┌──

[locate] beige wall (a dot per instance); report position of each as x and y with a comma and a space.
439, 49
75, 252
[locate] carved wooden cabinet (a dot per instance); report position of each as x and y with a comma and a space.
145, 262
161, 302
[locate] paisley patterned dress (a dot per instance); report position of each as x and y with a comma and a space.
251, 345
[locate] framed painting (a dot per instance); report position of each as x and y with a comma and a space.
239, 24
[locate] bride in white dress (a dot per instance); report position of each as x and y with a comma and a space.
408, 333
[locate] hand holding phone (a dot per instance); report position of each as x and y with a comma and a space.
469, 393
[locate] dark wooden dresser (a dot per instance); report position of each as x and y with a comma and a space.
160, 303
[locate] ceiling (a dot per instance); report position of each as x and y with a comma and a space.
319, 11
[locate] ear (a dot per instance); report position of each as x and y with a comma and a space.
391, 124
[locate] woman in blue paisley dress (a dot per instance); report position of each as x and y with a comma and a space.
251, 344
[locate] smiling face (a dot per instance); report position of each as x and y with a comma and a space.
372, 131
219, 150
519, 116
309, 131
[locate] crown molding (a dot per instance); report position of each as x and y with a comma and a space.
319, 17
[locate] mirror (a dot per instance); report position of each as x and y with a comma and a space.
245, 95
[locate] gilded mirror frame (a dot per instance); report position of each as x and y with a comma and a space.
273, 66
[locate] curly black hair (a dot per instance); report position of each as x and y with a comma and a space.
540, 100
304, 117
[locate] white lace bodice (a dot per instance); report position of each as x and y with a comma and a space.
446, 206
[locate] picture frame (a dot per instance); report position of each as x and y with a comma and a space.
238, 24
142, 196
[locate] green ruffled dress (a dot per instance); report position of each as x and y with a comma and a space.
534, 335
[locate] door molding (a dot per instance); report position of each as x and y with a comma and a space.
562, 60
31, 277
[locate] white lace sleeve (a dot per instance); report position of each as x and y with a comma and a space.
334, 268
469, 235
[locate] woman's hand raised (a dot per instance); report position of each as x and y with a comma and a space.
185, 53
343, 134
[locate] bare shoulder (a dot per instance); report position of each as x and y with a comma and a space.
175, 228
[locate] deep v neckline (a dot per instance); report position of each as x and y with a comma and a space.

└──

▸ YOUR TASK
The records above must be reproduced word for word.

▸ RESULT
[locate] beige wall (a dot per instance); report position of each as x and y with a comma and a space.
439, 49
75, 252
[locate] carved wooden cabinet (a dot per instance); report position of each as x and y with a comma and a space.
145, 262
161, 302
[locate] paisley patterned dress (a dot per instance); report position of each as x and y with a comma and a space.
251, 345
[locate] framed painting (a dot per instance); report position of each as x and y with a comma and a space.
239, 24
[locate] bride in white dress (a dot per instance); report position of each as x and y with a comma and a space.
408, 333
[locate] hand holding phone (a dot per instance); report position of each as x and y with a comma and a space.
469, 393
[locate] dark wooden dresser (a dot per instance); report position of each as x and y with a comma and a space.
160, 303
[locate] ceiling (a dot per instance); report position of each as x and y with a comma and a space.
319, 11
[locate] ear (a dot per instance); report position of each as x and y with a comma and a space.
391, 124
[locate] woman in blue paisley dress (a dot per instance); report position of each as x and y with a comma and a space.
251, 344
[locate] smiling face (a dot per instance); report position of each as x and y with a comma and a space.
372, 131
219, 150
519, 116
309, 131
[locate] crown molding (a dot per instance); report position of each as x and y with a comma and a space.
319, 17
[locate] mirror (a dot per instance); report position of each as x and y with a comma and a space.
245, 95
[locate] gilded mirror frame (a dot per instance); report position of each as x and y with a comma and a space.
273, 66
[locate] curly black hair (a dot per instance); report position of each as x and y with a comma and a space.
540, 100
304, 117
[locate] white lace bodice (a dot per instance); report position of each as x and y with a comma and a space.
446, 206
[locate] picture frame (a dot per instance); report position of each as x and y with a comma and a space.
238, 24
142, 196
[locate] green ruffled dress (a dot per instance); report position of each as x and y with a comma and a space.
534, 335
[locate] door molding (a dot per instance); report position of each as x and y with a comma and a space.
562, 60
31, 277
[locate] white lace sleeve (a dot per instance); report position of each as x and y with a comma and a space.
334, 268
469, 235
[locate] woman's hand raised (a dot per instance); report position of each as x and y with a comma and a space.
185, 53
343, 134
[locate] bare shoulder (a dot per instance); report position of each as x and y with a comma and a space.
175, 228
[locate] deep v neckline (a dot per instance); report position of each as x and y with a comma and a space.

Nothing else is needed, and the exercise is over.